*WHAT IS BEING ASKED*: Below is a set of entries. Reproduce exactly the lines from the one containing "For the benchmark, mark every instance of the black" through the end, both included.

*RECORDS TO PROCESS*:
○ ○ ○ ○
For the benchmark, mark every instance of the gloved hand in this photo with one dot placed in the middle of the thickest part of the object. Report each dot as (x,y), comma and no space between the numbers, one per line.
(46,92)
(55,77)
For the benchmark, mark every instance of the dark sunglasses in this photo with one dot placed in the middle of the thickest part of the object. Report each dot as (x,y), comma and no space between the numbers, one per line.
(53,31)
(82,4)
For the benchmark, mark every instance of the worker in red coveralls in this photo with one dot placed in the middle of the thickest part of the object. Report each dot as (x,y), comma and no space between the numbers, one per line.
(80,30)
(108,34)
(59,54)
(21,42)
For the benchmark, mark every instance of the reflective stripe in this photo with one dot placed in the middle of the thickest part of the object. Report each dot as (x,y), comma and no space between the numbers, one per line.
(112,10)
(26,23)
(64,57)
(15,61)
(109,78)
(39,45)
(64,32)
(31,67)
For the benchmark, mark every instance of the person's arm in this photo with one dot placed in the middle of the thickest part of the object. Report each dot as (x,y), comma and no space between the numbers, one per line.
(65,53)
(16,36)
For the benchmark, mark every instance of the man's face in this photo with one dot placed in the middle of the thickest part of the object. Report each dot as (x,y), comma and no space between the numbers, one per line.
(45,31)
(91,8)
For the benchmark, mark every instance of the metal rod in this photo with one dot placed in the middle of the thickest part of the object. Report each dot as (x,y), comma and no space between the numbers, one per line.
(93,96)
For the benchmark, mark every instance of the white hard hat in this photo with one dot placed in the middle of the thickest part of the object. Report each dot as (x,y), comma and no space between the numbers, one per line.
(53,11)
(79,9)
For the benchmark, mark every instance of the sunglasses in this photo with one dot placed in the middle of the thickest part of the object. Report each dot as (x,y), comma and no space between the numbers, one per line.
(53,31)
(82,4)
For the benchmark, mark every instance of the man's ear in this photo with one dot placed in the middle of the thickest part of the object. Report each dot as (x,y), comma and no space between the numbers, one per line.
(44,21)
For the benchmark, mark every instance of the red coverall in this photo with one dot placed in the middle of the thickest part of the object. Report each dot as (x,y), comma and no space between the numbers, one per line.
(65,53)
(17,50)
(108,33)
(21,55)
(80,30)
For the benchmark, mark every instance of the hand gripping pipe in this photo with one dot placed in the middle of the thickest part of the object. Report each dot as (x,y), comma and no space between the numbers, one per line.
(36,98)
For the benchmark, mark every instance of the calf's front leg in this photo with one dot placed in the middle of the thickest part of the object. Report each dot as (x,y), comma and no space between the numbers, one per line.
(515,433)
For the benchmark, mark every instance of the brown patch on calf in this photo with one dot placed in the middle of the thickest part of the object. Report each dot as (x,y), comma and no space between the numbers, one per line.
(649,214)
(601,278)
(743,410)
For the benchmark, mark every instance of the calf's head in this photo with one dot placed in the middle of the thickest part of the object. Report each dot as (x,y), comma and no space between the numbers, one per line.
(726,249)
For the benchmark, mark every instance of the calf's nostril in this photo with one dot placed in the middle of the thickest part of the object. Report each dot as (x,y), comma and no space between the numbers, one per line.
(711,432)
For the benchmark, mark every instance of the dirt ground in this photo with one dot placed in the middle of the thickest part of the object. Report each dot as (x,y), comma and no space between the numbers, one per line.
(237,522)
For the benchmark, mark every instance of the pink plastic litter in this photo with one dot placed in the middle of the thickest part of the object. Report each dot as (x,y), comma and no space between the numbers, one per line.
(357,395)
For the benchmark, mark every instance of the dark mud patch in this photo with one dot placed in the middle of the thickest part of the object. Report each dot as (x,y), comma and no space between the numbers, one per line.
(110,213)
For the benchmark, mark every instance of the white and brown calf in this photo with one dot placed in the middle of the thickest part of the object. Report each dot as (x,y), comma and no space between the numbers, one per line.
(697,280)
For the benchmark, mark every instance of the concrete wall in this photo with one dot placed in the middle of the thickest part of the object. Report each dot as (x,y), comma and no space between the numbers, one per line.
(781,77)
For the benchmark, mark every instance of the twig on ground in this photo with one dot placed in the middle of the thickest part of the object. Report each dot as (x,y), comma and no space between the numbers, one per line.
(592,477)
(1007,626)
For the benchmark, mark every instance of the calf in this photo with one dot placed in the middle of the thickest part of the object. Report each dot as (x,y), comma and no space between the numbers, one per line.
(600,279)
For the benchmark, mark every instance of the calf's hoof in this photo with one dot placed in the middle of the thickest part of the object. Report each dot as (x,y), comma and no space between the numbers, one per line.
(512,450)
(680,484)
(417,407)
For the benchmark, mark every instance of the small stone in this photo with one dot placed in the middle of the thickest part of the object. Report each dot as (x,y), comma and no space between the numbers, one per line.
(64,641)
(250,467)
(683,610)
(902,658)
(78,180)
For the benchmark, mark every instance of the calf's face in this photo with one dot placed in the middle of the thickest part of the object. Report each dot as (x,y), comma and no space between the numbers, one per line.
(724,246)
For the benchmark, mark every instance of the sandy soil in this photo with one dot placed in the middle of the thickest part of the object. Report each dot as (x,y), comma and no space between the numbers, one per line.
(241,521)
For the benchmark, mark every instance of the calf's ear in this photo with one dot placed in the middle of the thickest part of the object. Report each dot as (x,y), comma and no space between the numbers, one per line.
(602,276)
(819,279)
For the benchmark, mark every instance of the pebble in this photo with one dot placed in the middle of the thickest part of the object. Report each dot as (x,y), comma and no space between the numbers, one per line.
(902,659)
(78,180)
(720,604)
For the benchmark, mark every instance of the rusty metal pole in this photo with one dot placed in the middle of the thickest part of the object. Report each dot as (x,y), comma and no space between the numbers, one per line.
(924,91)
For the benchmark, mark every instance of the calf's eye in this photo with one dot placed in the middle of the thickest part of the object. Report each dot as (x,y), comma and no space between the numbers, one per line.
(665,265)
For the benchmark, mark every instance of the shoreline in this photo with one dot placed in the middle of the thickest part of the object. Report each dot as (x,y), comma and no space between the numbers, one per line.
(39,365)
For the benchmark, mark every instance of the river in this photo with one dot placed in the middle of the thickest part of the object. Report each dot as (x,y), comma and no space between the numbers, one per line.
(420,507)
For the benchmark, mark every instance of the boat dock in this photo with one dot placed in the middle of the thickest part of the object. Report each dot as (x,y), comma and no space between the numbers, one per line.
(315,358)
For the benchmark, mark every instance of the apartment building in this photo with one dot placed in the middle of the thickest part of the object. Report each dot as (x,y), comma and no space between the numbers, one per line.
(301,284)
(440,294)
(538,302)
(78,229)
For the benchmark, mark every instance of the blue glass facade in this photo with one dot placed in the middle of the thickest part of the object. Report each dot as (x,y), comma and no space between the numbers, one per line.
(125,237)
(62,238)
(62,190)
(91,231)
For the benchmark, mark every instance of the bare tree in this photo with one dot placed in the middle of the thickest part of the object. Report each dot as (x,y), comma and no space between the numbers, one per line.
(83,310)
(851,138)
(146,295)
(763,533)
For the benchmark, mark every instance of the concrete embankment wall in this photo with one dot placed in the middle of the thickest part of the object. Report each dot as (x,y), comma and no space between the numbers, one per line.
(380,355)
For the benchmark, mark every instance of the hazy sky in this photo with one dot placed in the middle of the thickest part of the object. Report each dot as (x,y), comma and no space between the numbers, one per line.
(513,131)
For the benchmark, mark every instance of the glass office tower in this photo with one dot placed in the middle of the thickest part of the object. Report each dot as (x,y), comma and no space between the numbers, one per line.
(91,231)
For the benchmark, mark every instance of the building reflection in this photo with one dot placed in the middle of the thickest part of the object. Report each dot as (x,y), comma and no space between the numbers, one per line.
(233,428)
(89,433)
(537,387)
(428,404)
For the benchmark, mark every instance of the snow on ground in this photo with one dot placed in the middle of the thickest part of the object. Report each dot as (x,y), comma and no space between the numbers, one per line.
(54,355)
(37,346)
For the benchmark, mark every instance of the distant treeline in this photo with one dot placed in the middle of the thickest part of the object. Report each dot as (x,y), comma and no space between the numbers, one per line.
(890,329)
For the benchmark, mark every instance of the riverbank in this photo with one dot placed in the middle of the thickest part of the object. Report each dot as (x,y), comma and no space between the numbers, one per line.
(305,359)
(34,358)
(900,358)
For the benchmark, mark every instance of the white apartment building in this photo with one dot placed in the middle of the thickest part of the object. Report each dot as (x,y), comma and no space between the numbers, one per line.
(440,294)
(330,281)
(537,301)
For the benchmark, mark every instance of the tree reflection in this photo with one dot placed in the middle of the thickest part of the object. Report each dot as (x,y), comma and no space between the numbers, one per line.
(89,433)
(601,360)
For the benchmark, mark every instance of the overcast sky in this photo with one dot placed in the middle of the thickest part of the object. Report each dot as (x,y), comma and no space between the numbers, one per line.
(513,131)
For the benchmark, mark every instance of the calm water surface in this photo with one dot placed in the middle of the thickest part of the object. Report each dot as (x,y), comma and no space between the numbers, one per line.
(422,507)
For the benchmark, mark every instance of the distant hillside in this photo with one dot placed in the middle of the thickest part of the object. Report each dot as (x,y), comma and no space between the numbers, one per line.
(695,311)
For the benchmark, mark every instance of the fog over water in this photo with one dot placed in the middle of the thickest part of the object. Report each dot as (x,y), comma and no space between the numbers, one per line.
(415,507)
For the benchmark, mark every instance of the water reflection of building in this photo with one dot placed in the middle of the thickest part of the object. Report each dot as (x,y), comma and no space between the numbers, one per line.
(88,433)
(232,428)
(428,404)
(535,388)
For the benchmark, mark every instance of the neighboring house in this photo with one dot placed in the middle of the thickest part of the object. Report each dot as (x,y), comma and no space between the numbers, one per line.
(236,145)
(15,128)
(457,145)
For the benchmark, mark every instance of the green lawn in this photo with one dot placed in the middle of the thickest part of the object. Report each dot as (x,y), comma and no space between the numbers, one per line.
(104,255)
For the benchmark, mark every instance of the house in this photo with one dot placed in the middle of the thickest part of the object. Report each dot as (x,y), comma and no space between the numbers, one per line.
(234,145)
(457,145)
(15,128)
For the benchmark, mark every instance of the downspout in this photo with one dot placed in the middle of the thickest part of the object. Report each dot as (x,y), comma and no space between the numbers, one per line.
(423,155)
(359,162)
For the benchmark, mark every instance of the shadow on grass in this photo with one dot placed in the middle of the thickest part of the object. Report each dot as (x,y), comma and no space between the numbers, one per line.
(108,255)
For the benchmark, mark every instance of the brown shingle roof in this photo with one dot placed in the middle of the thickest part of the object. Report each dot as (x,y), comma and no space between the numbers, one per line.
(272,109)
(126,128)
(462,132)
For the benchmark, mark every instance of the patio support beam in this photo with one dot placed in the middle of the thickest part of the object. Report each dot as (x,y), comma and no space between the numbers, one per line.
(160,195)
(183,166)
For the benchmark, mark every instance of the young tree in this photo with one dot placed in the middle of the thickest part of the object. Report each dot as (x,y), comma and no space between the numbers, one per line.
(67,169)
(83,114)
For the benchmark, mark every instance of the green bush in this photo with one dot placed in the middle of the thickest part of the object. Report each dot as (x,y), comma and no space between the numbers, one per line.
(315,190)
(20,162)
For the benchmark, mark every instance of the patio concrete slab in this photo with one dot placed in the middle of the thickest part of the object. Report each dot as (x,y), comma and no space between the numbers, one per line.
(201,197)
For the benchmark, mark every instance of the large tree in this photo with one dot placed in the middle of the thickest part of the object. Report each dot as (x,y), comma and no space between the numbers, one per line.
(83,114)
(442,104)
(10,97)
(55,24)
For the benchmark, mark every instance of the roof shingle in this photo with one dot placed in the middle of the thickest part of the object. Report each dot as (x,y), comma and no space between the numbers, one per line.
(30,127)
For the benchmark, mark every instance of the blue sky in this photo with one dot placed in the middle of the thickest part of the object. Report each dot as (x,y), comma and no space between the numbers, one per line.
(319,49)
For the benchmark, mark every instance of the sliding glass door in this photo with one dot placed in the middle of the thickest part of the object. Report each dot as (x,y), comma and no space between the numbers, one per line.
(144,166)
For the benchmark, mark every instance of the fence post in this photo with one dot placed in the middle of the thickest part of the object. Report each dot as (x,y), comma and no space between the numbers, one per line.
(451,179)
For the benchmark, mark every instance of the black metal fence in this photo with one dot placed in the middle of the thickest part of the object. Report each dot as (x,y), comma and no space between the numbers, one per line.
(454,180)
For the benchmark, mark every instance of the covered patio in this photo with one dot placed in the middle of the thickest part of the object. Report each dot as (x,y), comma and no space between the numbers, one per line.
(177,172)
○ ○ ○ ○
*EXERCISE RESULT*:
For the benchmark, mark every instance of the black metal fence in this photo with one dot placed in the middle of the thickest part of the object. Report each dot as (x,y), comma and no space between the numbers, one per line.
(454,180)
For the benchmark, mark every instance of the covered patio in this photo with one dot placed in the middle of the thickest part of the object. Report each dot as (x,y), comma and no space between the numbers, one per line.
(177,172)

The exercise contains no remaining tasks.